→ **Source extract**

________________________________________

If all you’re doing to protect yourself from online hackers is changing your password regularly, it’s a step in the right direction (though it’s not a good idea to keep credentials in a document named “Passwords”). But if you’re a government trying to protect infrastructure critical to keeping your country running—like electric power grids, banking institutions, airline and traffic controls, universities, and telecommunication structures—you need a lot more than a good password to stave off cyberthreats.
In a 2014 Global Risks report, the World Economic Forum lists the “failure to adequately invest in, upgrade and secure infrastructure networks” as a top threat to the global economy. Cyberattacks targeting physical infrastructure like the water supply, chemical plants, and public health care services form the basis for nearly every “cybergeddon” scenario you’ve seen in science fiction or former Defense Secretary Leon Panetta’s nightmares.
And while cybergeddon is still a long way off, there have been some instances of hackers targeting these types of infrastructures. Iranian hackers, for instance, have spent the past two years infiltrating some of the world’s top energy, transport, and telecommunication companies, according to a report published by U.S. cybersecurity firm Cylance.
Protecting these infrastructures is a no-brainer. But the task gets more difficult when it becomes necessary to sort out which infrastructures are critical to the country and which ones aren’t or, at least, are less critical. As physical infrastructures, like energy-producing power plants, and the information infrastructure that supports them, like telecommunication systems, become increasingly interconnected, nearly every type of national infrastructure is being labeled “critical.” In fact, the Department of Homeland Security now uses this classification for 16 infrastructure sectors, including transportation systems, dams, financial services, and nuclear reactors.
In an effort to narrow this list, experts and government officials are now using terms like “super-critical” and “covered critical” infrastructure, to distinguish which of these infrastructures are super important to national security and which ones are only kind of important. But the problem with these attempts to prioritize critical infrastructure sectors is that these terms are applied inconsistently, and there seems to be disagreement, or at least ambiguity, surrounding what infrastructure is the most critical.
This is a major problem. It causes confusion among policymakers and experts and leads to inefficiency in curing defects within these infrastructures that could make them vulnerable. To allocate the limited government resources needed to protect these systems and infrastructures, there needs to be a clear, straightforward prioritization of these infrastructure sectors.

________________________________________

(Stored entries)

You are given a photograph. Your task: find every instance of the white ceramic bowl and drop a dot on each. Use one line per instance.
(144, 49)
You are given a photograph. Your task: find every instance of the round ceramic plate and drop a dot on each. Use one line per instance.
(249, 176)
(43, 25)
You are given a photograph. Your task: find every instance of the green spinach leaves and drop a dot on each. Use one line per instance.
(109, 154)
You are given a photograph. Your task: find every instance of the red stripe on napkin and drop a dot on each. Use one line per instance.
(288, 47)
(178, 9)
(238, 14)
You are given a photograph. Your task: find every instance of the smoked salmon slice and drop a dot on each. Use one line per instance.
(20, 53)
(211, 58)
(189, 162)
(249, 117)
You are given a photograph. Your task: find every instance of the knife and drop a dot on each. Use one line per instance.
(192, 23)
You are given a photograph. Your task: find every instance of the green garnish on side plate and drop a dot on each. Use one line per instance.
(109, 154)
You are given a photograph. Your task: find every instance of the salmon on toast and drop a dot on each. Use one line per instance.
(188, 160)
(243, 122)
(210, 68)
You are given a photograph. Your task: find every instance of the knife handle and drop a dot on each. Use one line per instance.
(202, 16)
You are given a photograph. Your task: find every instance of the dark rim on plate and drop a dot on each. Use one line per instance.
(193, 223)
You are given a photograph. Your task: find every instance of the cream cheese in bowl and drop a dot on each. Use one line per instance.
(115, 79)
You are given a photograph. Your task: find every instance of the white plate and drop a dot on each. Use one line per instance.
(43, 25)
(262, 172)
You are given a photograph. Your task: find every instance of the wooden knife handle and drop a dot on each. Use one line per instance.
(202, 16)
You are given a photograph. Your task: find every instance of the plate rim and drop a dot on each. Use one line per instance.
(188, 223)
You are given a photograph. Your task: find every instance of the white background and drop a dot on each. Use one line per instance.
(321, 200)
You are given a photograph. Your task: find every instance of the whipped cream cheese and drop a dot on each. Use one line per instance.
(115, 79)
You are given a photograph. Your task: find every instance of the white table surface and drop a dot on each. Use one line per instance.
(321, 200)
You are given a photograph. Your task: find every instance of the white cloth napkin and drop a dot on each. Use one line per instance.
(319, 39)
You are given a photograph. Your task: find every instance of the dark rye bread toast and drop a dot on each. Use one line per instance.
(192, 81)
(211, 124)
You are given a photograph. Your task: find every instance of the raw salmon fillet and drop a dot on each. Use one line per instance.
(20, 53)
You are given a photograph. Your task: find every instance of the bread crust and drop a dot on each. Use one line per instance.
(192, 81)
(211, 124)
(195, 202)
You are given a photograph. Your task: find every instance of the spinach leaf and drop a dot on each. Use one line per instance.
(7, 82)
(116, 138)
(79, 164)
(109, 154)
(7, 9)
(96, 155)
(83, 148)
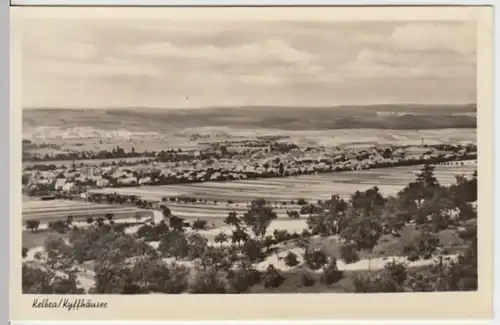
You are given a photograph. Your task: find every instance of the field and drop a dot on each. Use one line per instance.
(153, 129)
(60, 163)
(52, 210)
(309, 187)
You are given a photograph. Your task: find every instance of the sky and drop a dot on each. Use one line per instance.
(104, 63)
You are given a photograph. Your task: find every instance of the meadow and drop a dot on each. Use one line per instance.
(287, 189)
(52, 210)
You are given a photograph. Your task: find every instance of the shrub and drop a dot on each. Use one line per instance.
(422, 246)
(349, 253)
(293, 214)
(291, 259)
(281, 235)
(398, 271)
(301, 201)
(378, 283)
(272, 278)
(315, 259)
(207, 281)
(331, 274)
(308, 280)
(199, 224)
(241, 280)
(469, 233)
(252, 249)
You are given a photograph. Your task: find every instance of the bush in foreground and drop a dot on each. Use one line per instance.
(349, 253)
(291, 259)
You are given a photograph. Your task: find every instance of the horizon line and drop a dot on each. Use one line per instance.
(241, 106)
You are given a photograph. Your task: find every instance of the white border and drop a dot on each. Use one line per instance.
(4, 89)
(191, 3)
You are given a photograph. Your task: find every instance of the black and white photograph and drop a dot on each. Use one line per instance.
(211, 155)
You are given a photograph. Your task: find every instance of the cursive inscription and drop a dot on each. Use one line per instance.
(69, 304)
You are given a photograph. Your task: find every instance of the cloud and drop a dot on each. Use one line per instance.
(102, 68)
(272, 50)
(424, 37)
(75, 51)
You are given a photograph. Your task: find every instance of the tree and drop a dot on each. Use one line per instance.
(221, 238)
(32, 225)
(166, 213)
(174, 244)
(207, 281)
(252, 249)
(349, 253)
(232, 219)
(239, 235)
(197, 245)
(331, 274)
(176, 223)
(426, 176)
(369, 202)
(41, 280)
(315, 259)
(259, 217)
(199, 224)
(363, 231)
(398, 271)
(291, 259)
(59, 253)
(273, 278)
(293, 214)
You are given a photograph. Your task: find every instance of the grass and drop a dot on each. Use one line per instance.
(389, 245)
(60, 209)
(310, 187)
(36, 239)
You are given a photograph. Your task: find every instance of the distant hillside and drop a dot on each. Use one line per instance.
(406, 117)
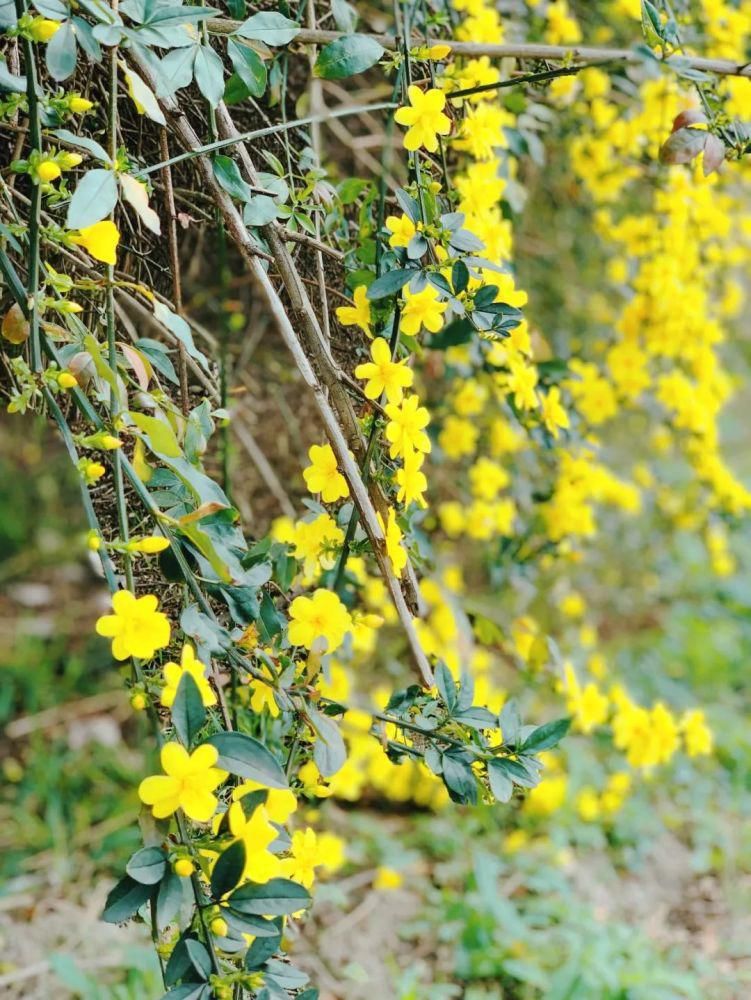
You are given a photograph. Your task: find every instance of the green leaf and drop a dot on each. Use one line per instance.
(329, 750)
(547, 736)
(274, 898)
(390, 283)
(500, 784)
(269, 27)
(209, 74)
(228, 869)
(93, 200)
(161, 437)
(229, 177)
(188, 712)
(347, 56)
(247, 757)
(147, 866)
(261, 951)
(62, 52)
(169, 899)
(249, 67)
(459, 779)
(125, 899)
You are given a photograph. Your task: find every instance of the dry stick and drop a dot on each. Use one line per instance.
(169, 204)
(339, 441)
(553, 53)
(318, 351)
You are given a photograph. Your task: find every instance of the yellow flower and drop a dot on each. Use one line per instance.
(100, 240)
(383, 374)
(402, 229)
(394, 548)
(309, 852)
(359, 314)
(136, 628)
(422, 309)
(256, 833)
(280, 802)
(47, 171)
(188, 783)
(42, 29)
(322, 616)
(79, 105)
(425, 119)
(173, 674)
(405, 430)
(552, 413)
(323, 475)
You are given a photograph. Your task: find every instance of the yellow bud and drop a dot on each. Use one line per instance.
(69, 160)
(48, 171)
(43, 28)
(93, 471)
(184, 867)
(219, 927)
(150, 546)
(79, 105)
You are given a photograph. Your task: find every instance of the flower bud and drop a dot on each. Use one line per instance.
(42, 29)
(48, 171)
(184, 867)
(219, 927)
(79, 105)
(69, 160)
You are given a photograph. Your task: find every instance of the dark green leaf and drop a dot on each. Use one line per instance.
(249, 67)
(61, 52)
(547, 736)
(229, 177)
(269, 27)
(500, 784)
(209, 73)
(247, 757)
(188, 712)
(275, 898)
(147, 865)
(125, 899)
(347, 56)
(228, 869)
(93, 200)
(169, 899)
(389, 283)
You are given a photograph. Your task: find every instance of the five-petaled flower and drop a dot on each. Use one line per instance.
(359, 313)
(174, 673)
(317, 618)
(422, 309)
(405, 430)
(425, 119)
(188, 783)
(136, 627)
(383, 374)
(323, 475)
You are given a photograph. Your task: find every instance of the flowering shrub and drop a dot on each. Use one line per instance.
(456, 436)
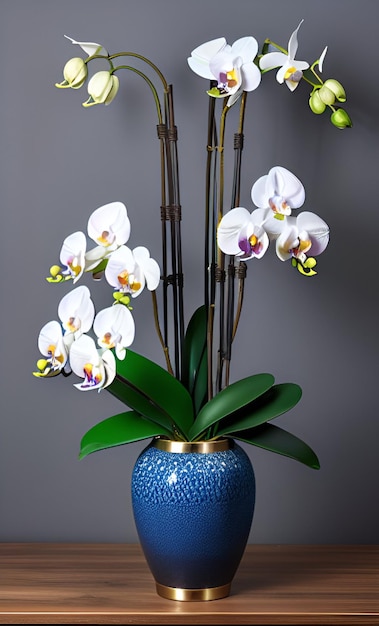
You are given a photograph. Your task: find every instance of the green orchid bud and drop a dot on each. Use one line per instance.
(340, 119)
(315, 103)
(327, 95)
(102, 88)
(75, 74)
(336, 88)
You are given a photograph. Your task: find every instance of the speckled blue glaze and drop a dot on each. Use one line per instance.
(193, 513)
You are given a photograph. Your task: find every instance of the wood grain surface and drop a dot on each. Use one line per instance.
(60, 583)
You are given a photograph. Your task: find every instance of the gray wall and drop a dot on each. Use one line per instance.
(60, 161)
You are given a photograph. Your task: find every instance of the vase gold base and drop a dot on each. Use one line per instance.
(193, 595)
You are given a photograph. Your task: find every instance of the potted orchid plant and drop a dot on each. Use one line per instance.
(192, 398)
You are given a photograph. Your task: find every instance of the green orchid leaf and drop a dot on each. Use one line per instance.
(230, 400)
(140, 403)
(150, 390)
(276, 401)
(118, 430)
(275, 439)
(194, 348)
(200, 391)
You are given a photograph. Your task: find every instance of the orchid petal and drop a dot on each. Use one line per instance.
(87, 363)
(109, 225)
(114, 327)
(272, 59)
(293, 44)
(229, 229)
(253, 241)
(251, 76)
(72, 254)
(200, 57)
(110, 366)
(266, 219)
(286, 241)
(149, 267)
(278, 182)
(51, 345)
(89, 47)
(123, 273)
(317, 229)
(76, 310)
(246, 48)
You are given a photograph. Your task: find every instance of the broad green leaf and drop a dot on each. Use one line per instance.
(200, 392)
(118, 430)
(277, 400)
(280, 441)
(149, 387)
(140, 403)
(194, 347)
(229, 400)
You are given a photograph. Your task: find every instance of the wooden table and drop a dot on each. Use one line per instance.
(70, 583)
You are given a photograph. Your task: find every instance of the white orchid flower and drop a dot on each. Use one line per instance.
(232, 66)
(128, 271)
(76, 311)
(290, 70)
(109, 227)
(52, 347)
(98, 368)
(75, 74)
(102, 88)
(115, 328)
(89, 48)
(305, 233)
(279, 191)
(72, 255)
(238, 234)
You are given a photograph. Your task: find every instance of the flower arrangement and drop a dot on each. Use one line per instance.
(192, 399)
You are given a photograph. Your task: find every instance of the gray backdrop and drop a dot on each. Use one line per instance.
(60, 161)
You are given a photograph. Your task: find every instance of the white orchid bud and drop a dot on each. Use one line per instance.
(75, 74)
(102, 88)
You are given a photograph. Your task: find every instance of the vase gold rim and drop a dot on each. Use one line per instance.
(193, 595)
(201, 447)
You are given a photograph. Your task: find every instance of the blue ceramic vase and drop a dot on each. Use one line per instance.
(193, 506)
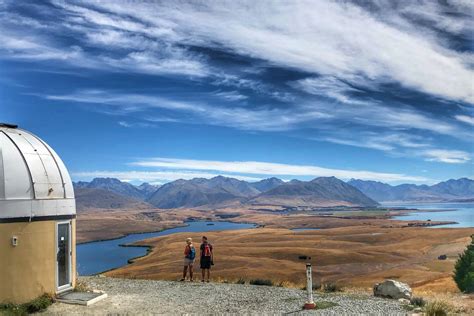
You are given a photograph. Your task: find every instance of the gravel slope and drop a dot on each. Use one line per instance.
(145, 297)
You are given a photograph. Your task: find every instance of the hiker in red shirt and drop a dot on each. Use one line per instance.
(207, 258)
(189, 255)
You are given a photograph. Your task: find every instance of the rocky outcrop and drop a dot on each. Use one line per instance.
(392, 289)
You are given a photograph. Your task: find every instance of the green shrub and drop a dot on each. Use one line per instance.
(331, 287)
(325, 304)
(261, 282)
(438, 308)
(464, 269)
(417, 301)
(37, 305)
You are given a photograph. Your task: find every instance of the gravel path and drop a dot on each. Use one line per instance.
(144, 297)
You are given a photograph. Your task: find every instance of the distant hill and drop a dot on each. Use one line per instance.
(451, 190)
(324, 191)
(147, 189)
(91, 198)
(222, 191)
(267, 184)
(114, 185)
(200, 191)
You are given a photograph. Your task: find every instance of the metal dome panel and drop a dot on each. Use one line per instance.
(33, 179)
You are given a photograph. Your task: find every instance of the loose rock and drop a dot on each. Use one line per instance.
(392, 289)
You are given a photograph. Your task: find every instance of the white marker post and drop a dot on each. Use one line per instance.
(309, 287)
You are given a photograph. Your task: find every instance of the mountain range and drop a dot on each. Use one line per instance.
(451, 190)
(222, 191)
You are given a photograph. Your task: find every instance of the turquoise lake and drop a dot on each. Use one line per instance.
(463, 213)
(100, 256)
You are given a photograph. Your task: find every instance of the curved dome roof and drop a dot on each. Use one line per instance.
(33, 179)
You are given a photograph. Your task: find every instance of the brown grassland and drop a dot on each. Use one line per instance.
(354, 251)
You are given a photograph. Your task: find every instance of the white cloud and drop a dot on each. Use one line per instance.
(446, 156)
(315, 115)
(335, 40)
(262, 119)
(271, 169)
(329, 38)
(465, 119)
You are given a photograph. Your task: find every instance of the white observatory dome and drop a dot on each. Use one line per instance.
(33, 180)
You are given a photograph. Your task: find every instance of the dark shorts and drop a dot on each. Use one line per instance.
(205, 262)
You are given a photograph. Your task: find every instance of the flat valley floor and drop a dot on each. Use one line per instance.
(354, 250)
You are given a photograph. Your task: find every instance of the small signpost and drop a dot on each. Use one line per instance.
(309, 287)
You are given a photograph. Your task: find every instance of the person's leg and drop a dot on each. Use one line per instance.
(185, 270)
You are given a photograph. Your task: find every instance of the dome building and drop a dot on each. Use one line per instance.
(37, 219)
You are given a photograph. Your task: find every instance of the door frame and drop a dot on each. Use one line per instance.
(68, 286)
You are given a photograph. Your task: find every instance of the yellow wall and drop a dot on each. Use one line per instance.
(29, 269)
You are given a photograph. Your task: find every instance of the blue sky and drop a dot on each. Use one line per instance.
(160, 90)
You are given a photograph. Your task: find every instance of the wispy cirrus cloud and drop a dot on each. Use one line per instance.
(269, 169)
(446, 156)
(465, 119)
(336, 39)
(396, 142)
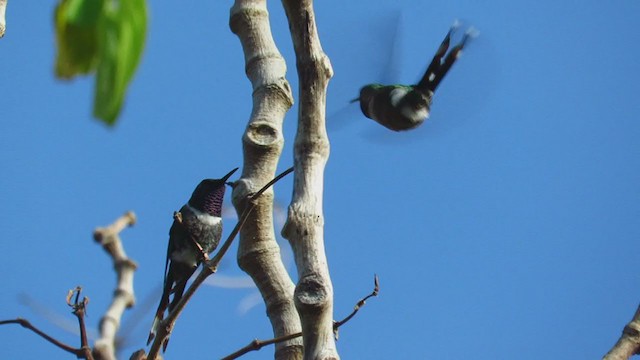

________________________________________

→ **What you will do**
A) Decide whether each statement agrees with the infrastructure security article above, answering yes or no and quoting the words from the article that settle it: (i) The Department of Homeland Security applies the "critical" label to 16 infrastructure sectors. (ii) According to the Cylance report, Iranian hackers spent the past five years infiltrating energy, transport, and telecommunication companies. (iii) Terms such as "super-critical" and "covered critical" are applied consistently.
B) Report how many lines of the listing contain the string "table", treating uppercase and lowercase as different, and give only the number.

→ **Responses in order**
A)
(i) Yes: "the Department of Homeland Security now uses this classification for 16 infrastructure sectors"
(ii) No: "have spent the past two years infiltrating"
(iii) No: "these terms are applied inconsistently"

B) 2